### ACTIVITY
The full set of entries is to be returned word for word.

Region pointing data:
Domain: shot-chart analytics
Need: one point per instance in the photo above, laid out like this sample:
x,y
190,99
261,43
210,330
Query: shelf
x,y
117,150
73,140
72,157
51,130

### WRITTEN REPLY
Domain: shot-chart analytics
Need: one point per instance in the photo above, laid out like this sample:
x,y
190,99
261,43
210,330
Query: shelf
x,y
117,150
73,140
72,157
51,130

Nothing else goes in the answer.